Pick out every line in the records below that contains the word "branch", and copy each one.
* BEGIN Supplied material *
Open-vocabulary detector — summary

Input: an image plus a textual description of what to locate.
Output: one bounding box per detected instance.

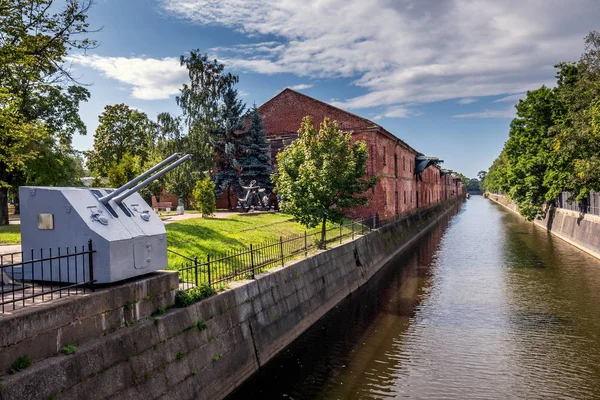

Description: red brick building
[259,89,462,218]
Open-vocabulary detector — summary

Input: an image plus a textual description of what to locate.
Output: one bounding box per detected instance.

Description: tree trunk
[0,187,8,226]
[319,217,327,249]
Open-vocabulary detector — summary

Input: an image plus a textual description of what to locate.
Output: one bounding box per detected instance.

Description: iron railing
[0,240,96,314]
[168,214,424,290]
[556,192,600,215]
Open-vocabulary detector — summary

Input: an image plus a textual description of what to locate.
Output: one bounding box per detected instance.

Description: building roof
[258,88,423,155]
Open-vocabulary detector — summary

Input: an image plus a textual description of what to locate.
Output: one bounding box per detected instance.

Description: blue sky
[70,0,600,177]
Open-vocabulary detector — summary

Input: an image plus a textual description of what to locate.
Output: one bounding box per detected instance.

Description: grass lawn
[165,213,356,268]
[0,225,21,244]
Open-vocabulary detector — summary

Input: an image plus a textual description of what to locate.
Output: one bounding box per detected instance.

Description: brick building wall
[259,89,462,218]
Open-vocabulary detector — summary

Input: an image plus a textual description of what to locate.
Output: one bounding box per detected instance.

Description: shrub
[192,176,217,217]
[10,354,32,374]
[175,283,215,307]
[60,344,77,355]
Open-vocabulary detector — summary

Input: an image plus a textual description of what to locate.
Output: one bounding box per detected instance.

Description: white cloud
[290,83,313,90]
[69,55,187,100]
[452,107,517,118]
[373,106,423,121]
[160,0,600,109]
[494,93,527,103]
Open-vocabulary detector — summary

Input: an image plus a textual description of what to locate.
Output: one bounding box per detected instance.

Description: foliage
[105,153,142,188]
[10,354,32,374]
[0,0,96,225]
[88,104,156,177]
[214,88,246,203]
[175,283,215,308]
[165,213,349,268]
[483,32,600,220]
[193,176,217,216]
[276,116,377,247]
[151,113,198,205]
[241,104,273,187]
[60,344,77,355]
[176,50,238,175]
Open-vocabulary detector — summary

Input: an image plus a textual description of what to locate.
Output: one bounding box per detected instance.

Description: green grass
[165,213,356,268]
[0,225,21,244]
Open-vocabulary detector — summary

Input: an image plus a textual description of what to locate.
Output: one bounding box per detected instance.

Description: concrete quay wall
[488,194,600,259]
[0,198,462,400]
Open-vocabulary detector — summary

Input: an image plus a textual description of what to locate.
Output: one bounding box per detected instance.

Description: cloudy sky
[71,0,600,176]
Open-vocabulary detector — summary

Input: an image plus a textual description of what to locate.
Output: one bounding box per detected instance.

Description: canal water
[231,196,600,400]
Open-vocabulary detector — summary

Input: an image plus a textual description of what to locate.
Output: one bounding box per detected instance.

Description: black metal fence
[0,240,96,314]
[168,211,418,290]
[556,192,600,215]
[169,218,379,290]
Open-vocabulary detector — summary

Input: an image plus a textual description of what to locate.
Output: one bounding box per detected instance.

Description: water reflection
[227,196,600,399]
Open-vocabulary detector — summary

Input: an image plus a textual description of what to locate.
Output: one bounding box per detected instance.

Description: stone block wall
[488,194,600,259]
[0,199,460,400]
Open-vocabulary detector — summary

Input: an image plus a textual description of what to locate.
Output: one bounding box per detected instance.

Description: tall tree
[544,31,600,201]
[175,50,238,171]
[156,113,196,205]
[214,87,246,209]
[504,86,557,220]
[276,116,377,248]
[241,104,273,187]
[88,104,155,177]
[0,0,96,225]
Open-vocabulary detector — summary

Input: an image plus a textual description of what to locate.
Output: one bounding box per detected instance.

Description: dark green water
[231,196,600,399]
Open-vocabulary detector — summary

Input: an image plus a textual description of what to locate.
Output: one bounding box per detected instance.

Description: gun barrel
[99,153,179,204]
[111,154,192,203]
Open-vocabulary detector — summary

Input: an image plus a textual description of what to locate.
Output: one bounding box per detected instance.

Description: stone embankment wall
[0,198,462,400]
[488,194,600,258]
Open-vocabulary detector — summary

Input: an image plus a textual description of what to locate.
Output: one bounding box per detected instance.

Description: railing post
[88,239,94,292]
[206,254,212,287]
[279,236,285,267]
[250,243,256,279]
[304,231,308,257]
[194,257,199,287]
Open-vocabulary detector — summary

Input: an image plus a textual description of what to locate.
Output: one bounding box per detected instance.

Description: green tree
[106,153,142,188]
[156,113,201,205]
[88,104,155,177]
[214,88,246,209]
[240,104,273,187]
[477,171,487,182]
[275,116,377,248]
[483,151,509,193]
[544,31,600,201]
[0,0,96,225]
[504,86,558,220]
[193,176,217,217]
[175,50,238,175]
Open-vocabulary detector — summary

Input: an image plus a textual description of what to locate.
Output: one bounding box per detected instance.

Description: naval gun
[19,153,191,284]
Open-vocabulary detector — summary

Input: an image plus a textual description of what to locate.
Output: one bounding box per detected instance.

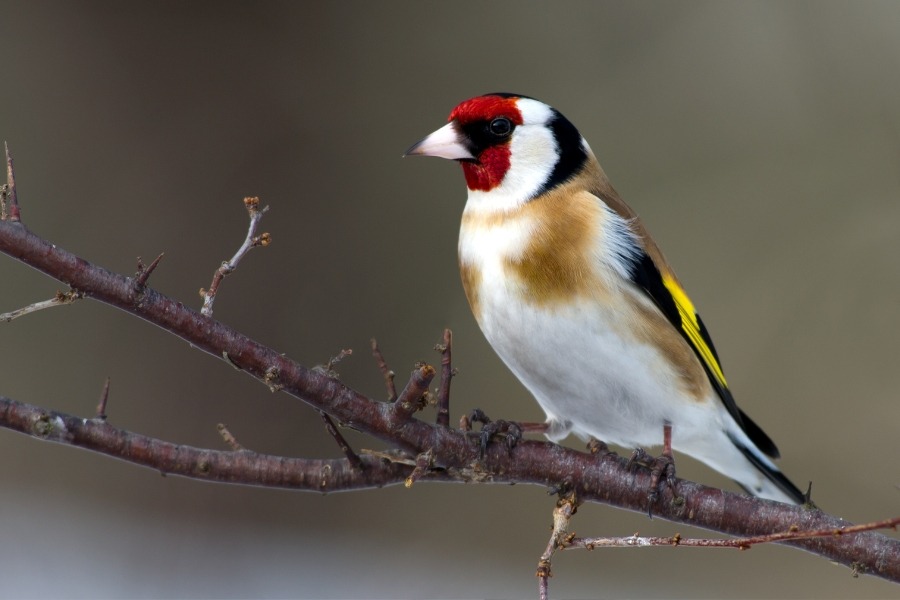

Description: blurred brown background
[0,2,900,598]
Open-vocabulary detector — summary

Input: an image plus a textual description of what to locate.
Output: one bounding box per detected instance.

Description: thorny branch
[0,152,900,581]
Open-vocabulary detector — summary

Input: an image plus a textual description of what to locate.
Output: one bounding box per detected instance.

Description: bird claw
[469,408,523,458]
[628,448,678,519]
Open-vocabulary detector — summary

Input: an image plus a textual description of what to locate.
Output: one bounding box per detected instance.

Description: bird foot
[467,408,523,458]
[587,438,616,458]
[628,448,678,519]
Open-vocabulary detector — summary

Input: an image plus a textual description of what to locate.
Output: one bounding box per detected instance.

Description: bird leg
[460,408,548,457]
[628,422,676,518]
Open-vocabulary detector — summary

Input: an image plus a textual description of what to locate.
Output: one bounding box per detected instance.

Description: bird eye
[488,117,512,137]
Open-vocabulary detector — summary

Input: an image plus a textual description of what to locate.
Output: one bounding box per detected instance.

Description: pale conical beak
[403,121,475,160]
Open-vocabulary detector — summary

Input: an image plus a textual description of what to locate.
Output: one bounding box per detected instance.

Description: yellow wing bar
[662,275,728,388]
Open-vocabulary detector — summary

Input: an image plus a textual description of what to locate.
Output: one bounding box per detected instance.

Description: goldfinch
[406,93,804,504]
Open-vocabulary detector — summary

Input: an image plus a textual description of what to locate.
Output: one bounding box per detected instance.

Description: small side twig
[319,410,363,469]
[403,448,434,489]
[216,423,244,452]
[434,329,456,427]
[313,348,353,379]
[134,252,166,288]
[0,142,21,223]
[393,363,435,419]
[95,377,109,421]
[0,289,83,323]
[536,493,578,600]
[372,338,397,402]
[200,196,272,317]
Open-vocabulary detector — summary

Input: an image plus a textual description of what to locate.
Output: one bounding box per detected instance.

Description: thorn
[96,377,109,421]
[134,252,166,288]
[216,423,244,452]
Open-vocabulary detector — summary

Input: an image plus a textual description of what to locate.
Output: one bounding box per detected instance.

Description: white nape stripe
[466,98,559,212]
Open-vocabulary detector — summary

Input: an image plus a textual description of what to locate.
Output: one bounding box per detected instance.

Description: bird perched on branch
[406,93,804,503]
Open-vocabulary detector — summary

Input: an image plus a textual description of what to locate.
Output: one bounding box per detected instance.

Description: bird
[405,93,806,504]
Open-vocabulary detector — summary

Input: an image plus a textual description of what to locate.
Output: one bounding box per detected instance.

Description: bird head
[406,93,590,202]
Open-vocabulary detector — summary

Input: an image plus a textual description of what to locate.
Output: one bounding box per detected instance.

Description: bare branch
[0,289,82,323]
[0,396,412,492]
[200,196,272,317]
[0,213,900,581]
[0,142,21,223]
[391,363,435,419]
[372,338,397,402]
[535,494,578,600]
[560,517,900,550]
[434,329,456,427]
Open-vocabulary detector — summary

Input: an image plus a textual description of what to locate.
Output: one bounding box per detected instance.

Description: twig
[319,410,363,469]
[392,363,435,420]
[216,423,244,452]
[372,338,397,402]
[134,252,166,288]
[535,493,578,600]
[313,348,353,379]
[562,517,900,550]
[434,329,456,427]
[200,196,272,317]
[404,448,434,489]
[0,396,412,493]
[0,289,83,323]
[96,377,109,421]
[0,142,21,223]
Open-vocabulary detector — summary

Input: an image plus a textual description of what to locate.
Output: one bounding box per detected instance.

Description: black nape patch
[535,109,587,196]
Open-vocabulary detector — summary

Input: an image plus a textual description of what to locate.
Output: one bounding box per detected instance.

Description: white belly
[481,285,696,447]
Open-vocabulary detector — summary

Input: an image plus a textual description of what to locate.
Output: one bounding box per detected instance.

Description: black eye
[488,117,512,137]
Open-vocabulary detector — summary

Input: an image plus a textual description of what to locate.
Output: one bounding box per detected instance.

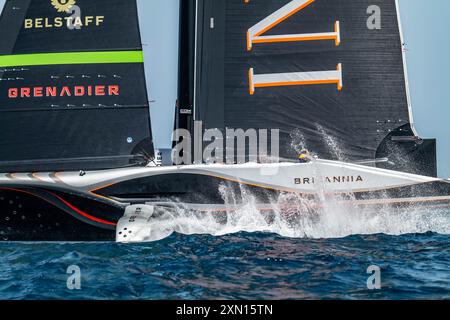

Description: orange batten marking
[253,36,337,43]
[255,0,315,37]
[255,80,339,88]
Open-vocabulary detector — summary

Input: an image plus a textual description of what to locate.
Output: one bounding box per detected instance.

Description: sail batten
[179,0,436,175]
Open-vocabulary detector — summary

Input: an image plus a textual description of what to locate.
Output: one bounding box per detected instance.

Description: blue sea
[0,205,450,300]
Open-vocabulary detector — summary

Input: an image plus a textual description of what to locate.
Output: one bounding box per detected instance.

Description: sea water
[0,203,450,299]
[0,136,450,299]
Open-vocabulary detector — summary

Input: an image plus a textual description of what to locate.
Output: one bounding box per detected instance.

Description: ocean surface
[0,202,450,300]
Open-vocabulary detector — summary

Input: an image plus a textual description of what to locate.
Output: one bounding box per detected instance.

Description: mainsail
[0,0,154,172]
[178,0,436,176]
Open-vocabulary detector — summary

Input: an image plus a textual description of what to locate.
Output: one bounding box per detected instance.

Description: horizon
[0,0,450,178]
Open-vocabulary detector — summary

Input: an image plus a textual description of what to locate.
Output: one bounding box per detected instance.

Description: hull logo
[295,176,364,185]
[52,0,76,12]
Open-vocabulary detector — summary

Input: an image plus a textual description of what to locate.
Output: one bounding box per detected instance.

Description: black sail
[186,0,436,175]
[0,0,154,172]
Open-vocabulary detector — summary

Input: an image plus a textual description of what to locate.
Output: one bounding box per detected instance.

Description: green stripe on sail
[0,51,144,68]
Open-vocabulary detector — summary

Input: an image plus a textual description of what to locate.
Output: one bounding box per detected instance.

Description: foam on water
[134,180,450,241]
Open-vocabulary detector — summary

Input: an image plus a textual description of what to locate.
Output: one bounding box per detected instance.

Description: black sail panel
[195,0,436,175]
[0,0,154,172]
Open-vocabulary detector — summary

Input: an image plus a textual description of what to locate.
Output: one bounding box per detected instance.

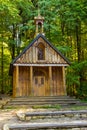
* END Supplied material *
Output
Description: thorny branch
Description: bird perched on branch
Description: bare branch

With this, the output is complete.